# What is being asked
From the line that contains "positive clicks: (664, 300)" to the last line of the entries, write each line out exactly; include both ends and nothing else.

*** Opening Data shown ***

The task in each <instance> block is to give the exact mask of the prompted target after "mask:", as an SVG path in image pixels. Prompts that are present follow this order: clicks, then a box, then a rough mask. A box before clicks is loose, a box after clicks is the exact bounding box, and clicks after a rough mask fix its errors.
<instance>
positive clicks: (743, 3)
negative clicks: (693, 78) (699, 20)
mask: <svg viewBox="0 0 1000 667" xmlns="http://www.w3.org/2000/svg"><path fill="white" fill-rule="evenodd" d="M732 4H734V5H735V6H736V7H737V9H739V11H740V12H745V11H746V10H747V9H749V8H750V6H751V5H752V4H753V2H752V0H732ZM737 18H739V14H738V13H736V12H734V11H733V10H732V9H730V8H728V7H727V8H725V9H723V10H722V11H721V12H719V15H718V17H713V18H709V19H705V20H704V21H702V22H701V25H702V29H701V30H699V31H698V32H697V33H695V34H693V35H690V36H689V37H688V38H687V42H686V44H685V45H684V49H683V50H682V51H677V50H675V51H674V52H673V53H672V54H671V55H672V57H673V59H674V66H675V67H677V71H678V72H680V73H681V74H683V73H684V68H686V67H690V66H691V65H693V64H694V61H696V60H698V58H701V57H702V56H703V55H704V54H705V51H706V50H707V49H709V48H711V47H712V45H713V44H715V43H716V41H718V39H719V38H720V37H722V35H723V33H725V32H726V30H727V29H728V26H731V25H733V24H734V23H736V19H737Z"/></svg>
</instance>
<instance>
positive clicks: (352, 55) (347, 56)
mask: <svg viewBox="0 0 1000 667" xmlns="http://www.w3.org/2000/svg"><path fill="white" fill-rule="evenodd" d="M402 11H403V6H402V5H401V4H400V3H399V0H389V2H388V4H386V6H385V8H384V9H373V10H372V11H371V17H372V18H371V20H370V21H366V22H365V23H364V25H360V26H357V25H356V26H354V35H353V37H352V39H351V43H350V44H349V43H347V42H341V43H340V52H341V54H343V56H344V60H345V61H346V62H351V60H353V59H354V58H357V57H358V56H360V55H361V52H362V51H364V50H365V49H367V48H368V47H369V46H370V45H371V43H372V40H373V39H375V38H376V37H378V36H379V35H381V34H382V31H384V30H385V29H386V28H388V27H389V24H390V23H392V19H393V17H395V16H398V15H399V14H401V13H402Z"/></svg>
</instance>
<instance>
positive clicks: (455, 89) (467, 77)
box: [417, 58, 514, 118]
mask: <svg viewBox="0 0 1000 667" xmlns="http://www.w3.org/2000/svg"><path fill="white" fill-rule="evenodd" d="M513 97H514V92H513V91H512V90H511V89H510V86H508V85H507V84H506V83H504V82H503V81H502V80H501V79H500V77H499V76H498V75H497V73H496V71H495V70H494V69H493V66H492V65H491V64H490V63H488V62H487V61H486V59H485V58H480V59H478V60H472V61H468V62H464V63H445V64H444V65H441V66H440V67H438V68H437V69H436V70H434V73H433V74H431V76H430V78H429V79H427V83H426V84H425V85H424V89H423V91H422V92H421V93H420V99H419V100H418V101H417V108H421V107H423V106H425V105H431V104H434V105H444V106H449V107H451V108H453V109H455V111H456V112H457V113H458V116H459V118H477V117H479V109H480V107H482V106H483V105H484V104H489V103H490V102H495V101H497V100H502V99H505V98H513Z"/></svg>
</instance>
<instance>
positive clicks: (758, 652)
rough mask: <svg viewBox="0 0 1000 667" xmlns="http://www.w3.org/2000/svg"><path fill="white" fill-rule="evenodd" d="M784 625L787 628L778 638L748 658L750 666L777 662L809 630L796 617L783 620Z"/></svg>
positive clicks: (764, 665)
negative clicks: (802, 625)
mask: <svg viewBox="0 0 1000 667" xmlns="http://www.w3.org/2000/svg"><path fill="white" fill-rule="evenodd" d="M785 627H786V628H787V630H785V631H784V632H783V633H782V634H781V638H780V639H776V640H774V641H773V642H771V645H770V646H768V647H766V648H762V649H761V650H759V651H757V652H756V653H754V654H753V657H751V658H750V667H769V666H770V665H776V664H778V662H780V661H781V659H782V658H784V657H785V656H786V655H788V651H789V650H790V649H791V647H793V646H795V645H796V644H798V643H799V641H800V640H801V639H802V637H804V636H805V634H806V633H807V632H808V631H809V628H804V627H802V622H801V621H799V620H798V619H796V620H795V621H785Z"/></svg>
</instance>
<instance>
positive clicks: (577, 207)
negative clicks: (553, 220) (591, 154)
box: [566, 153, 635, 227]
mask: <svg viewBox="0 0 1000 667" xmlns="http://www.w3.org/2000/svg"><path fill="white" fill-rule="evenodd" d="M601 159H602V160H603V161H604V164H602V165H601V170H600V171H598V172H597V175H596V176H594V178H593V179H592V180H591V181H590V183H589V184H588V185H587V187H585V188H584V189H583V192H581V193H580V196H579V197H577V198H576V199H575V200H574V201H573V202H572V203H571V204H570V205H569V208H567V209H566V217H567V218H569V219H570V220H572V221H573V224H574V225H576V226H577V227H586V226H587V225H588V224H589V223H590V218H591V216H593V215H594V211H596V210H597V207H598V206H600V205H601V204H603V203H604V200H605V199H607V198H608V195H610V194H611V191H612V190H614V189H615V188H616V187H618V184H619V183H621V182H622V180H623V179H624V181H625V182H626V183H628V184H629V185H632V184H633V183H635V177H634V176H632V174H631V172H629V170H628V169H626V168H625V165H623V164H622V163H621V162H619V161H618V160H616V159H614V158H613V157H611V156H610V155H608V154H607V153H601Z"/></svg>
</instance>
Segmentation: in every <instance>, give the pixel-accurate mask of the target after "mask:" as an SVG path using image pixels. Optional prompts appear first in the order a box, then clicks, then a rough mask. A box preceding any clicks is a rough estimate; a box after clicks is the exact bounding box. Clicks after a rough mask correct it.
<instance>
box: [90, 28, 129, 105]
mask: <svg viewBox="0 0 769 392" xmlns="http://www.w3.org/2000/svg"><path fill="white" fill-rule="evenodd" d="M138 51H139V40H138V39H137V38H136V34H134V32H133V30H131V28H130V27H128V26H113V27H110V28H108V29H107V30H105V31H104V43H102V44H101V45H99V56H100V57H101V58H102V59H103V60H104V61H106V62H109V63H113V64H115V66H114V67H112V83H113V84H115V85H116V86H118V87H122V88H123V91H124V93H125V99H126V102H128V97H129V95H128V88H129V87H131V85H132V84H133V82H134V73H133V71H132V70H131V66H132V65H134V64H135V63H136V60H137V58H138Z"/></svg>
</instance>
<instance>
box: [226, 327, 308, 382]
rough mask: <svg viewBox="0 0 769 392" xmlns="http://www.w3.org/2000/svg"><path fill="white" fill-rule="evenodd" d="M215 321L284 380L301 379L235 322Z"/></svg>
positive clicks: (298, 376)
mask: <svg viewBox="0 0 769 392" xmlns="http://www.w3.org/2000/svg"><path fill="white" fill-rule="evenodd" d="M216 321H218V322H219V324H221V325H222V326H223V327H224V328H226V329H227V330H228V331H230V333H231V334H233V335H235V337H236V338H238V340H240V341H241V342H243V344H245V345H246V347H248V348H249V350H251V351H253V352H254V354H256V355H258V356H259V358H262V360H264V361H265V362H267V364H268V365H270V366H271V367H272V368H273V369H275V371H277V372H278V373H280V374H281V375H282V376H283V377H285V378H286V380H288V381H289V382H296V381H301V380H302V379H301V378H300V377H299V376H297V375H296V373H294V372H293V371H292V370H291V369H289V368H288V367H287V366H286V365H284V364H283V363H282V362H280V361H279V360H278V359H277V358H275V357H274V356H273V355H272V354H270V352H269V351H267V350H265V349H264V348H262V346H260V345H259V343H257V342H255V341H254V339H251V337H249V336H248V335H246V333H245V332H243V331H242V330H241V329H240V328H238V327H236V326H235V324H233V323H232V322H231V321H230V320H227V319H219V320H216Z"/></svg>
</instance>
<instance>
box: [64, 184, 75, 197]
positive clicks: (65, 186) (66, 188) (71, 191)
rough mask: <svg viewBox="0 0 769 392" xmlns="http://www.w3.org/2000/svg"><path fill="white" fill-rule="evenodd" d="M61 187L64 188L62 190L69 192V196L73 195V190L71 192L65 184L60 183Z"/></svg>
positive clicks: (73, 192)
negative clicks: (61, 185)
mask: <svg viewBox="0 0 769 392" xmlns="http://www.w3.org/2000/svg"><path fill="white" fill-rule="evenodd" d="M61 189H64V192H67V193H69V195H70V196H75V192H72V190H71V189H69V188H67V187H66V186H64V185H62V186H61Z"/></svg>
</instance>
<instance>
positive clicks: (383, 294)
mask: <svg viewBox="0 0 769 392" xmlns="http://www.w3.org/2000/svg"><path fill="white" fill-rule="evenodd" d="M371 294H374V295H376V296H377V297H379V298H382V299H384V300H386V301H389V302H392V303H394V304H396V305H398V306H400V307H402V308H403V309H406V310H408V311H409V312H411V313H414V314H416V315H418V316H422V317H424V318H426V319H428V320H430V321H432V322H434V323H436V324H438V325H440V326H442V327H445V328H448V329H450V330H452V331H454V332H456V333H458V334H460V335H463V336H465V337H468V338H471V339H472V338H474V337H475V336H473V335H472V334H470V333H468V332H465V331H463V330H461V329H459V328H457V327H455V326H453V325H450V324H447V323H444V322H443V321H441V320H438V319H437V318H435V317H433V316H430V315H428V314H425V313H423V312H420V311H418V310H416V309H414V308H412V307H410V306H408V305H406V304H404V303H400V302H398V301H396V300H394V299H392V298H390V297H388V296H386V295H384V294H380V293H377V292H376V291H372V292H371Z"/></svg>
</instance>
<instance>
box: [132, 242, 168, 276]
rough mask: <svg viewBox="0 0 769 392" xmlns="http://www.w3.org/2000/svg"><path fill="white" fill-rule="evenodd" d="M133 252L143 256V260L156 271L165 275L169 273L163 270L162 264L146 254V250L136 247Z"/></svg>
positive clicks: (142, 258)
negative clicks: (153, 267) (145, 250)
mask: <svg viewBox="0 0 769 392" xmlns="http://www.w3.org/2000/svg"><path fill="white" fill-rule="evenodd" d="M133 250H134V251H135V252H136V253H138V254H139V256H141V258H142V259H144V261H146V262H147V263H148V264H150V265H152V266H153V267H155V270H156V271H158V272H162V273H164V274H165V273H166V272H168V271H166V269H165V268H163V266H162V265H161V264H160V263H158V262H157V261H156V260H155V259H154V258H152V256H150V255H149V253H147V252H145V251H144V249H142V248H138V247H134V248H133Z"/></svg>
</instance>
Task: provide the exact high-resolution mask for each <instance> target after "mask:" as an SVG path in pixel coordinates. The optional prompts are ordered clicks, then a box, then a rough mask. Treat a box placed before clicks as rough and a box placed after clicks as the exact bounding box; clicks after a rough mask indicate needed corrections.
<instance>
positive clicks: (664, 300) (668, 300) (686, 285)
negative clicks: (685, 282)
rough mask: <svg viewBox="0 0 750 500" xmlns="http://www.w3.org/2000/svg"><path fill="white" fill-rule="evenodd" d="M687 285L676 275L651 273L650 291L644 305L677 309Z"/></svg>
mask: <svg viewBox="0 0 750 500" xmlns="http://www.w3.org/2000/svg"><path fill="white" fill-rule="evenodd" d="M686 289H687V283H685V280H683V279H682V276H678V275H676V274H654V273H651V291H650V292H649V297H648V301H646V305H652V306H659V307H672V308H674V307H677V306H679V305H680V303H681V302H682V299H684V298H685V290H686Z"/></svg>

*** Closing Data shown ***

# Your solution
positive clicks: (664, 300) (668, 300) (686, 285)
negative clicks: (685, 282)
rough mask: <svg viewBox="0 0 750 500" xmlns="http://www.w3.org/2000/svg"><path fill="white" fill-rule="evenodd" d="M687 285L676 275L651 273L650 291L644 305L677 309Z"/></svg>
mask: <svg viewBox="0 0 750 500" xmlns="http://www.w3.org/2000/svg"><path fill="white" fill-rule="evenodd" d="M686 289H687V283H685V280H683V279H682V276H678V275H676V274H654V273H651V291H650V292H649V297H648V301H646V305H652V306H659V307H672V308H674V307H677V306H679V305H680V303H681V302H682V299H684V298H685V290H686Z"/></svg>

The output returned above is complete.